──────── Data records ────────

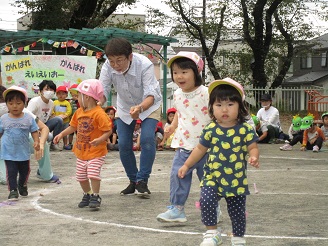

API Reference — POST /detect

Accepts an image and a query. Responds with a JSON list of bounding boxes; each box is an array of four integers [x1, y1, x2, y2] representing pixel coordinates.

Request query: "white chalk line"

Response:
[[31, 190, 328, 240]]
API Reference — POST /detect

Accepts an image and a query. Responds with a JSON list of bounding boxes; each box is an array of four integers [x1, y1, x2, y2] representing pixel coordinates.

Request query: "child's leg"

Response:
[[68, 133, 74, 144], [226, 196, 246, 237], [200, 186, 222, 245], [200, 186, 219, 230]]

────────

Convert all of the material above into a Markdown table with two columns, No. and Text, giving each nonblank line its own numbered row. Leave out the pictures and any blank lines.

| No. | Text |
|---|---|
| 1 | API Reference — POST /detect |
| 2 | Accepts an image and a query. Responds with a JSON list of bounding boxes; each box is an array of four integers [x1, y1, x2, y2] representing pixel coordinates. |
| 3 | Request query: "white chalk line" |
| 4 | Response: |
| 5 | [[31, 190, 328, 240]] |
| 6 | API Reference — POST /detect |
| 7 | Accepts an image and a query. Responds with a JSON list of bounding boxes; each box is an array of four integers [x1, y1, x2, y2] representing pixel coordinates. |
| 8 | Request query: "child's leg" |
| 9 | Response: |
| 10 | [[68, 133, 74, 144], [226, 196, 246, 237], [200, 186, 222, 245], [200, 186, 219, 230]] |